GIVEN EXERCISE A: Count the lines in the records below that contain the word "help", treating uppercase and lowercase as different, and give only that number.

DOCUMENT PASSAGE:
****

We do have a big problem in the grain states because of our ethanol obsession which has driven up corn prices and has led to converting a lot of grass land to corn but I think the ethanol game is getting some heat now. As such we are seeing some "sirens" on pheasants and birds that depend on grass. I'm still studying the recently signed AG bill but loss of wildlife habitat (together with the food stamp program that for some strange reason continues to hide within the USDA budget instead of the HHS budget were it would be a better fit since the programs is no longer a means of feeding the hungry with surplus ag products) was a big part of why that took so long to pass.
 
   / Minnesota Moose problems #45  
Where I think we will have a different outcome from Europe is that we saw it coming and took steps to "protect the franchise" with establishment of national, state and county parks. Hunting is still alive and well (at least around here) and in addition to government funds, there are several groups like Ducks Unlimited and Nat'l Wild Turkey Foundation that get a lot of money from sports people to support the franchise with habitat projects and the like. As for the population projections, I've never been to interior Maine but I doubt you will ever see that change (much like Wisconsin where so much of the acreage is already owned by the public). Brutal climates and having to figure out how to survive is not very appealing to people that call 911 because McDonalds was out of chicken McNuggets. They would be bear food pretty quickly and I think they will continue to pack into the cities.

****

STORED RECORDS:
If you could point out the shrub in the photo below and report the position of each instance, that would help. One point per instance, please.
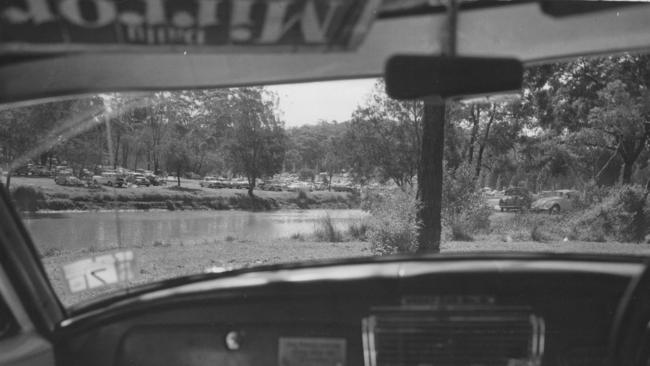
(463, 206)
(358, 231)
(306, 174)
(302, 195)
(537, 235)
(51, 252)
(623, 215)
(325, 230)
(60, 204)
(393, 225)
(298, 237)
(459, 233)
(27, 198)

****

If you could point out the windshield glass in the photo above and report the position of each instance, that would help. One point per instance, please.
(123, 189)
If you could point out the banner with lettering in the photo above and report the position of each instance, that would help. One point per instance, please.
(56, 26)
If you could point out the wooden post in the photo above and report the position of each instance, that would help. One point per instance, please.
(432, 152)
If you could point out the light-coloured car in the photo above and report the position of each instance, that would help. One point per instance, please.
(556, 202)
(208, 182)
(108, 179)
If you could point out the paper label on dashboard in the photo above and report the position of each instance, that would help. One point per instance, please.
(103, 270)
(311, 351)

****

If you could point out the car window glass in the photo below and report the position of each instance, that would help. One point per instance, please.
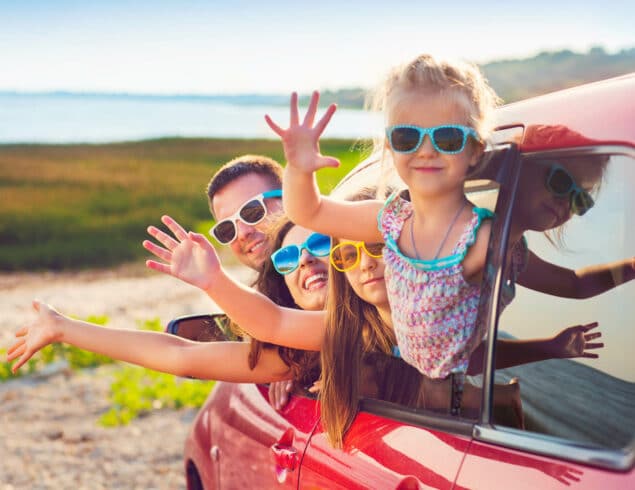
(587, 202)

****

GIVEN EXERCISE B: Output the entire forum post above about wildlife habitat and hunting, word for word.

CORRECT ANSWER A: 7

CORRECT ANSWER B:
We do have a big problem in the grain states because of our ethanol obsession which has driven up corn prices and has led to converting a lot of grass land to corn but I think the ethanol game is getting some heat now. As such we are seeing some "sirens" on pheasants and birds that depend on grass. I'm still studying the recently signed AG bill but loss of wildlife habitat (together with the food stamp program that for some strange reason continues to hide within the USDA budget instead of the HHS budget were it would be a better fit since the programs is no longer a means of feeding the hungry with surplus ag products) was a big part of why that took so long to pass.
 
   / Minnesota Moose problems #45  
Where I think we will have a different outcome from Europe is that we saw it coming and took steps to "protect the franchise" with establishment of national, state and county parks. Hunting is still alive and well (at least around here) and in addition to government funds, there are several groups like Ducks Unlimited and Nat'l Wild Turkey Foundation that get a lot of money from sports people to support the franchise with habitat projects and the like. As for the population projections, I've never been to interior Maine but I doubt you will ever see that change (much like Wisconsin where so much of the acreage is already owned by the public). Brutal climates and having to figure out how to survive is not very appealing to people that call 911 because McDonalds was out of chicken McNuggets. They would be bear food pretty quickly and I think they will continue to pack into the cities.